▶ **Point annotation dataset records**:
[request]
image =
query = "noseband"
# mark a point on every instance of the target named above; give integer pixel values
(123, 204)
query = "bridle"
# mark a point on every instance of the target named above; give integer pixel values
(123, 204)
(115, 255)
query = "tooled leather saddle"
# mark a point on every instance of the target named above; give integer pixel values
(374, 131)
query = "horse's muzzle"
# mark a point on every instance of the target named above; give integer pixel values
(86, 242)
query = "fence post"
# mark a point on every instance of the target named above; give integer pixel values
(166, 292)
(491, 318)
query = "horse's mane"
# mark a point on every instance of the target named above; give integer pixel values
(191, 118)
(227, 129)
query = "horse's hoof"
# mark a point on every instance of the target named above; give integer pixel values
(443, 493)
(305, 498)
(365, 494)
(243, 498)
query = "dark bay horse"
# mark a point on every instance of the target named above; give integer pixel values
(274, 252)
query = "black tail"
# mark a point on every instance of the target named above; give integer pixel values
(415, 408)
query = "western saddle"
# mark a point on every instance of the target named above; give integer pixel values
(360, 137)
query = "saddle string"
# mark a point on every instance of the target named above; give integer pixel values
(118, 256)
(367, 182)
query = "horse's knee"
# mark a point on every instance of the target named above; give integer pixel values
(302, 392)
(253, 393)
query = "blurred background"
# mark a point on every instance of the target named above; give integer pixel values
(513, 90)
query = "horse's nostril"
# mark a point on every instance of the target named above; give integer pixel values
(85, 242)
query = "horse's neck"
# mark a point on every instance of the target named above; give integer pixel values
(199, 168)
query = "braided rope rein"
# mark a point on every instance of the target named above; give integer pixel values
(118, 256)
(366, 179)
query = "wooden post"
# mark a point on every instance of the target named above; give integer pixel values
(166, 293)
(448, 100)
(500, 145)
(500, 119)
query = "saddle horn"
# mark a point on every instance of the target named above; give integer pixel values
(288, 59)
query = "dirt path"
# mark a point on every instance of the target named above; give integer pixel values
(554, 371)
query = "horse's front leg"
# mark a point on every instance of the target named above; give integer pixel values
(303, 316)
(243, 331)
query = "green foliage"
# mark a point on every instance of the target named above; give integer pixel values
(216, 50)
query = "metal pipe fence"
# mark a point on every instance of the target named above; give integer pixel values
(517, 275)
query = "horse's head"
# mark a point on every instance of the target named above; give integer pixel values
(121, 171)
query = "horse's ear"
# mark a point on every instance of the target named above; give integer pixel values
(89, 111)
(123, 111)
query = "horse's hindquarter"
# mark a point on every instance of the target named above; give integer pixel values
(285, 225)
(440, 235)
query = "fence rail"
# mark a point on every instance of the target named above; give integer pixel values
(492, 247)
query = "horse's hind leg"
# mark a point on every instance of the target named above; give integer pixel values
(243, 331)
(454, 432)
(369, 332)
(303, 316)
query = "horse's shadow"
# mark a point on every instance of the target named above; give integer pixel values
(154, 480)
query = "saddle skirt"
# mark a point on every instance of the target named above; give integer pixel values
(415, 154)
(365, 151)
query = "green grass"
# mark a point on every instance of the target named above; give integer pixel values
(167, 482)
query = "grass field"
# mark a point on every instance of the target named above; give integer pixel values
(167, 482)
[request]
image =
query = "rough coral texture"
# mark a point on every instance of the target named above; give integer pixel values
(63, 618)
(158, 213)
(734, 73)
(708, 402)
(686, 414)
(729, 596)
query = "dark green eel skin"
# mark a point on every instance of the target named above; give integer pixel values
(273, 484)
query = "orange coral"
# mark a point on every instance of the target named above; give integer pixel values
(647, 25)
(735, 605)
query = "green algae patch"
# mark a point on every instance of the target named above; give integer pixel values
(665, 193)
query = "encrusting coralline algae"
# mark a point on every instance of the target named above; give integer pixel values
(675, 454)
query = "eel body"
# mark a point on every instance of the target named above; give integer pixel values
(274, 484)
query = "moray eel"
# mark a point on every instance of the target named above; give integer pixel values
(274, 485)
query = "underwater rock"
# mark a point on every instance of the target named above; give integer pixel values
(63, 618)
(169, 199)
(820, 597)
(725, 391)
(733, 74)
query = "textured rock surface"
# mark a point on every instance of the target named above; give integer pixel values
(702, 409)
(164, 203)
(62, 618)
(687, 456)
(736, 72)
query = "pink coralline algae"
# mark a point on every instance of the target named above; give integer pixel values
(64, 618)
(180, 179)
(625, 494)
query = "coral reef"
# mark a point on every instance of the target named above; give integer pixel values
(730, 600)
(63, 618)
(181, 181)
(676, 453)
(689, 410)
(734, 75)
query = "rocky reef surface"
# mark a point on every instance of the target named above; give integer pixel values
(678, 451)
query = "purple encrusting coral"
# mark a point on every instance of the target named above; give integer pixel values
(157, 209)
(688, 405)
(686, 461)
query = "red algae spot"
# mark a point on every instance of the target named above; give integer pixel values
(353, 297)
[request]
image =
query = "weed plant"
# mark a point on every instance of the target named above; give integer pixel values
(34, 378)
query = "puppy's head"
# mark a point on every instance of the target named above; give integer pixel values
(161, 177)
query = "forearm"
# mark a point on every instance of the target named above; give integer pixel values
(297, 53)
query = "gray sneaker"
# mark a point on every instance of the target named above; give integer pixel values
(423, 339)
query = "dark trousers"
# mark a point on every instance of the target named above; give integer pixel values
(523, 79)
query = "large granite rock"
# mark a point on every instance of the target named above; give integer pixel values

▶ **SET TASK**:
Copy every record exactly, with nothing added or dropped.

▶ **FINISHED EXERCISE**:
[request]
image =
query = "noseband"
# mark a point on every instance of the target named above; give integer pixel values
(123, 204)
query = "bridle"
# mark a point on every instance of the target named above; give integer pixel values
(123, 204)
(115, 255)
query = "tooled leather saddle"
# mark a point on every instance of the target named above; give integer pixel values
(374, 131)
query = "horse's muzzle"
# mark a point on every instance of the target named above; give integer pixel values
(86, 242)
query = "fence post"
# mark a point on every instance of the target named above; give integer pixel values
(166, 292)
(491, 318)
query = "horse's mane"
# mark a point on every instance of the target named above; give integer pixel values
(191, 118)
(227, 129)
query = "horse's hoof"
# mark a point on every instance of the target named above; give integer pixel values
(443, 493)
(305, 498)
(365, 494)
(243, 498)
query = "dark bay horse"
# mark a point on every instance of the target named above; give integer pixel values
(274, 252)
query = "black tail"
# mark a point on every instance of the target named above; give integer pixel values
(415, 408)
query = "western saddle"
# mark a point on every instance of the target named above; give integer pixel values
(360, 137)
query = "saddle string"
# mark a point on every instance of the target named above; give integer pixel values
(118, 256)
(367, 182)
query = "horse's knee"
# mark a point on every instance of the target named above; give integer pixel values
(302, 392)
(253, 393)
query = "blurred background"
# mark a point on every instance of the target named above; give integer pixel values
(513, 90)
query = "horse's nostril"
# mark a point on every instance of the target named above; give integer pixel values
(85, 242)
query = "horse's neck"
# mark a point on every instance of the target named above; give integer pixel values
(199, 168)
query = "braided rope rein"
# mark a point on every instance of the target named above; give integer pixel values
(118, 256)
(366, 179)
query = "wooden post"
# mark a point on every instance of the target named above; give integer pixel values
(166, 293)
(448, 100)
(500, 145)
(500, 119)
query = "saddle horn"
# mark a point on every instance of the target named above; give integer pixel values
(288, 59)
query = "dirt path"
# mark a point on every instance of the target named above; give integer pixel values
(554, 371)
query = "horse's front leg"
# mark a point on every instance of the target named above; give integer pixel values
(303, 316)
(243, 331)
query = "green foliage"
# mark a point on every instance of the target named above; give integer pixel values
(216, 50)
query = "metal pipe fence"
# mark a point on every instance of the target named above; give integer pixel values
(517, 275)
query = "horse's head"
# mark a point on every instance of the target named above; give integer pixel values
(121, 171)
query = "horse's ear"
# mark a point on every instance of the target named above; give integer pixel values
(89, 111)
(123, 111)
query = "horse's hindquarter"
# mark a point on every instance of the target named above; give integer pixel values
(285, 225)
(440, 235)
query = "fence rail"
# mark a point on every instance of the target named above; give integer pixel values
(492, 247)
query = "horse's hind leg"
# mark a point on every instance of the target named above; give integer pixel values
(243, 331)
(454, 432)
(369, 332)
(303, 316)
query = "horse's shadow"
# mark a point on every instance of the target named above; give integer pixel values
(154, 480)
query = "saddle skirt"
# mark a point on every instance of the target named above; give integer pixel values
(415, 154)
(365, 151)
query = "green grass"
# mark a point on every instance of the target named above; give integer pixel values
(167, 482)
query = "grass field"
# mark a point on every instance of the target named above; give integer pixel values
(167, 482)
[request]
image =
query = "rough coral texture"
# mark a point on every instance of the target named above; give integer pixel values
(63, 618)
(158, 213)
(734, 73)
(708, 402)
(686, 414)
(729, 596)
query = "dark green eel skin"
# mark a point on every instance of the target named above; give integer pixel values
(273, 484)
query = "orange coral"
# mark a point on every instance of the target named above; give integer pixel values
(647, 25)
(735, 605)
query = "green algae patch"
# mark a point on every instance of the target named above; give integer pixel values
(665, 193)
query = "encrusting coralline algae"
# mark a point on every instance of the target named above; give integer pixel values
(675, 454)
query = "eel body"
# mark a point on every instance of the target named above; give integer pixel values
(274, 484)
query = "moray eel"
# mark a point on every instance of the target named above; give integer pixel values
(274, 485)
query = "underwater rock"
# mark a point on every instance of the target named above; give integer pixel values
(63, 618)
(169, 199)
(820, 597)
(725, 391)
(733, 74)
query = "textured rock surface"
# mark a point on every instance of the target named above; give integer pixel values
(702, 409)
(164, 203)
(62, 618)
(687, 456)
(736, 72)
query = "pink coralline algae"
# mark a point on every instance of the target named above; give integer pixel values
(64, 618)
(180, 179)
(625, 494)
query = "coral reef"
# mark a point on every instance of the target named above; give integer pixel values
(730, 600)
(63, 618)
(181, 181)
(676, 453)
(689, 410)
(734, 75)
query = "rocky reef surface"
# mark a point on every instance of the target named above; give integer pixel values
(678, 451)
query = "purple encrusting coral"
# mark a point on every instance of the target named above; give integer pixel values
(157, 209)
(688, 405)
(686, 461)
query = "red algae spot"
# mark a point on every instance of the target named above; give integer pixel values
(353, 297)
[request]
image =
query = "weed plant"
# mark a point on every instance of the target named above; give integer pixel values
(34, 378)
query = "puppy's head"
# mark a point on every instance of the target named above; give integer pixel values
(161, 177)
query = "forearm"
# mark a point on every instance of the target named above; give integer pixel values
(297, 53)
query = "gray sneaker"
# mark a point on every instance of the target named above; give integer pixel values
(423, 339)
query = "dark trousers"
# mark a point on every instance of the target named above; give integer pixel values
(523, 79)
query = "large granite rock"
# mark a point on every instance of the target named above; give integer pixel values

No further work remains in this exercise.